#### GIVEN REQUEST:
Copy every one of the rows below word for word, leaving out the pictures.
* start PROVIDED INFORMATION *
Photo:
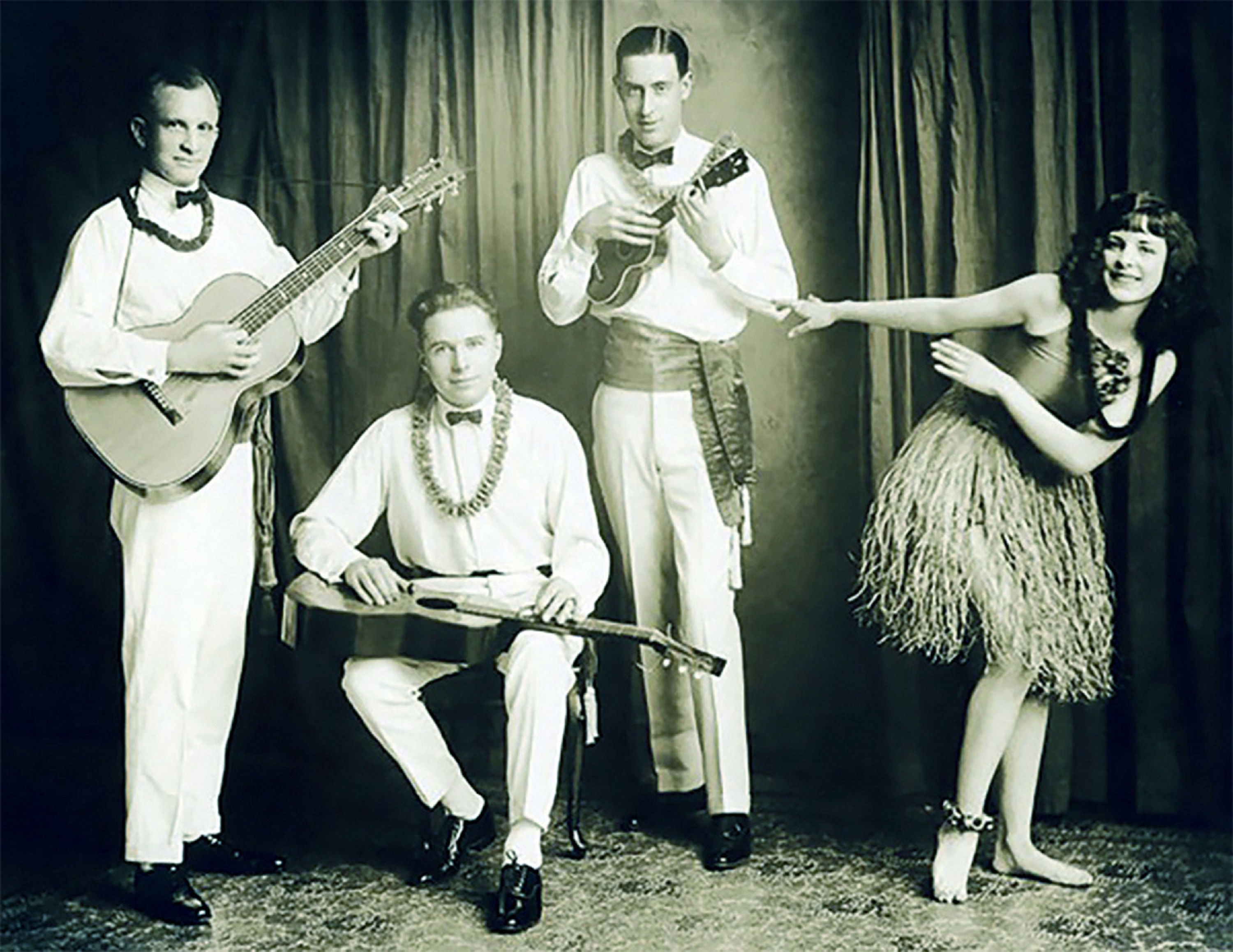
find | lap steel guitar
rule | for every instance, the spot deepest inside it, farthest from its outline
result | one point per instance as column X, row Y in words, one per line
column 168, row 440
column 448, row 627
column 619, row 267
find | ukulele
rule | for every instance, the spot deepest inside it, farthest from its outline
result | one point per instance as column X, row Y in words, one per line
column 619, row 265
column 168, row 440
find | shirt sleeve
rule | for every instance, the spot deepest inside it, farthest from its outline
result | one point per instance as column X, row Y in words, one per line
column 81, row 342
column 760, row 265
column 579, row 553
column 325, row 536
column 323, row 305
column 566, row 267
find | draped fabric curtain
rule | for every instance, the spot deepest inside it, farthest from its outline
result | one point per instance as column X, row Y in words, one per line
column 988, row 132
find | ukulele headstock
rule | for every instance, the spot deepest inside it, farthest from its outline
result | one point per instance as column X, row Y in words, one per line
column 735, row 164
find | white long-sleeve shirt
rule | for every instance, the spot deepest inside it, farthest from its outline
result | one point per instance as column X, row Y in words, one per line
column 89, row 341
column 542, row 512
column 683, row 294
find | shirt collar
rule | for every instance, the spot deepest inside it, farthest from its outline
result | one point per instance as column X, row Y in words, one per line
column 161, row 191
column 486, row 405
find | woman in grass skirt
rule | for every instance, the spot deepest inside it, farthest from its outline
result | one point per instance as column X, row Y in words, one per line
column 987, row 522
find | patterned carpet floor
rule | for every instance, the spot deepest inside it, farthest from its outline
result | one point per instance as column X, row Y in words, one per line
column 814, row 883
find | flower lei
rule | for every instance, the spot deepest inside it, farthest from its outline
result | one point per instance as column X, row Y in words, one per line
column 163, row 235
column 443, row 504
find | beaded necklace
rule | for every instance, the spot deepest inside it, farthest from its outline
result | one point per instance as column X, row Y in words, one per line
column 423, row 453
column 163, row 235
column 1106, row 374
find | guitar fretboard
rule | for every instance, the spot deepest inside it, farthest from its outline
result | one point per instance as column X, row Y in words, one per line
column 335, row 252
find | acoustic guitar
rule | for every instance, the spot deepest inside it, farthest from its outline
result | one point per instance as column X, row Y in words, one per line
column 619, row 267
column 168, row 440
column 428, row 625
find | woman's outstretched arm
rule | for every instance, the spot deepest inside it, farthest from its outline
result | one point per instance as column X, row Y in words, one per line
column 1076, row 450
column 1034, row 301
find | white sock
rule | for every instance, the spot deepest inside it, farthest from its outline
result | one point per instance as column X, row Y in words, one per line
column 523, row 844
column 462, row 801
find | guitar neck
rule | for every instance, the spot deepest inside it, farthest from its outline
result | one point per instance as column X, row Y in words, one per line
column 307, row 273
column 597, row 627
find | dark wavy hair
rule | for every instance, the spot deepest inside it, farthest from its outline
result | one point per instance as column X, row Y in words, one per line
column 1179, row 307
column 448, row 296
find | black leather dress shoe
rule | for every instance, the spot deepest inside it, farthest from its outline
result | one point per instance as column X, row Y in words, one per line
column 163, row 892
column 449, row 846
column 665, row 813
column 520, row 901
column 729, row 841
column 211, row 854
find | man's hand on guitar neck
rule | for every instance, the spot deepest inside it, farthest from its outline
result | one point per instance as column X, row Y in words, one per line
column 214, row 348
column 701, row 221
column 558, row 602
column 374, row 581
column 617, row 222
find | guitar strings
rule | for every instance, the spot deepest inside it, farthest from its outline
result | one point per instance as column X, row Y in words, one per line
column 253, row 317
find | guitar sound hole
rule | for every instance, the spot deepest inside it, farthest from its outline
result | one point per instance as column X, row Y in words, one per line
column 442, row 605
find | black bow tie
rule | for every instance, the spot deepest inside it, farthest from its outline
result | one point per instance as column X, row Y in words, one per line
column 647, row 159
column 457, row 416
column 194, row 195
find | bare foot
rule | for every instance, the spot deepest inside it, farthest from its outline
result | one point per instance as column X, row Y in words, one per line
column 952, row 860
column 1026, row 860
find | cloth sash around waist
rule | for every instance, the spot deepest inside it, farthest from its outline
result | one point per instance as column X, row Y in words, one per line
* end PROVIDED INFORMATION *
#### WORKED ANSWER:
Photo:
find | lap steel guitar
rule | for every instance, the spot deepest inside it, farthest from its outline
result | one point per instance as column X, row Y in words, one per line
column 168, row 440
column 448, row 627
column 619, row 267
find | ukulele
rule | for every instance, the spot deepest inside it, farthest from its outline
result | one point per instance as column X, row Y in words, one per line
column 619, row 265
column 168, row 440
find | shirt sleeve
rule | for every instance, the spot deepest inside it, farthest from its outline
result | one point per instance as column X, row Y in words, one per line
column 81, row 342
column 760, row 265
column 579, row 553
column 325, row 536
column 323, row 305
column 566, row 267
find | draped fabric curtain
rule | for every instance, the spot deepest inside it, farthest from its outline
result | one point per instance as column X, row Y in words, one per line
column 988, row 132
find | ukulele headstock
rule | for every instance, the spot deepest inside it, farthest from its outline
result | one point per instance as column X, row Y in words, one per line
column 735, row 164
find | white long-sleeve shirt
rule | for every instance, the spot deepest inside it, farthest from its outline
result | one point per instance as column X, row Y in words, one per line
column 89, row 341
column 542, row 512
column 683, row 294
find | shirt collar
rule | for every instance, the spot deepest inside it, farthest from its outline
result | one point per instance as column X, row Y in words, one per line
column 161, row 191
column 486, row 405
find | woman in grass skirt
rule | for every instance, the spot deepest inside it, farthest from its outline
result | one point per instance as column X, row Y in words, one per line
column 987, row 522
find | patterned carpet floor
rule | for every instance, the spot deepest inside it, farthest from its outline
result | one point per instance as column X, row Y in words, one per line
column 814, row 883
find | flower lei
rule | for every instance, the spot deepest inside it, farthest from its outline
result | one point per instance as column X, row Y in words, one per line
column 163, row 235
column 443, row 504
find | beaded necklace
rule | for every instance, the spot deepest inside it, farthest from its outline
result | one point per instance as column X, row Y in words, one per line
column 423, row 453
column 163, row 235
column 1106, row 374
find | guitar fretboard
rule | for every instance, the spot deepest inside it, farthest from its outline
result | one point per instance as column X, row Y in words, one per line
column 335, row 252
find | acoustic guitar
rule | for every instance, the spot deepest inside it, farthest from its outline
result | one point per instance as column X, row Y in words, one per line
column 619, row 267
column 168, row 440
column 428, row 625
find | woman's outstretched arm
rule | for every instance, the spot deepest inside it, farthest from its outline
result | one point per instance as column X, row Y in words, one per line
column 1076, row 450
column 1034, row 301
find | white sock
rule | for every instance, the spot deepest inside it, farthest from its outline
result | one point per instance as column X, row Y in words, one per line
column 523, row 844
column 462, row 801
find | guitar neck
rule | for every instance, the spot deepest inside it, farthest from its outline
result | one point per instance as column X, row Y in words, one per line
column 307, row 273
column 597, row 627
find | dark wavy hair
rule | for every instance, the spot deepest inside it, farthest from its outline
result | one point per instance as column X, row Y in words, one per line
column 1179, row 307
column 448, row 296
find | black leather dress shoe
rule | for every instance, the spot deepest inside it, farthest from its outline
result | one point per instance as column X, row Y in words, one per line
column 163, row 892
column 449, row 846
column 665, row 813
column 520, row 901
column 729, row 841
column 211, row 854
find | man's hand on guitar neck
rule | for every instance, the spot deepest inside it, farthest from its outline
result | one point per instance as column X, row Y in words, one per line
column 214, row 348
column 701, row 221
column 558, row 602
column 374, row 581
column 617, row 222
find | guitar strings
rule | for every instance, the spot deepest inside it, farthest from its outline
result | one point per instance as column X, row Y in words, one per line
column 253, row 317
find | guitar sound hole
rule | for every instance, the spot deepest inside it, farthest from its outline
result | one point per instance as column X, row Y in words, one per line
column 442, row 605
find | black bow tie
rule | for every instance, the spot deepest inside it, farthest from its outline
result | one point per instance as column X, row Y in words, one per line
column 647, row 159
column 457, row 416
column 194, row 195
find | bare foot
rule | for every instance, the spot deepest inside it, farthest from its outline
result | one point per instance as column X, row Y in words, one per line
column 952, row 860
column 1026, row 860
find | cloth sash around waist
rule | for every instance, the spot deepest inside it, farthest from its outline
result | one point per instance as column X, row Y in words, one per line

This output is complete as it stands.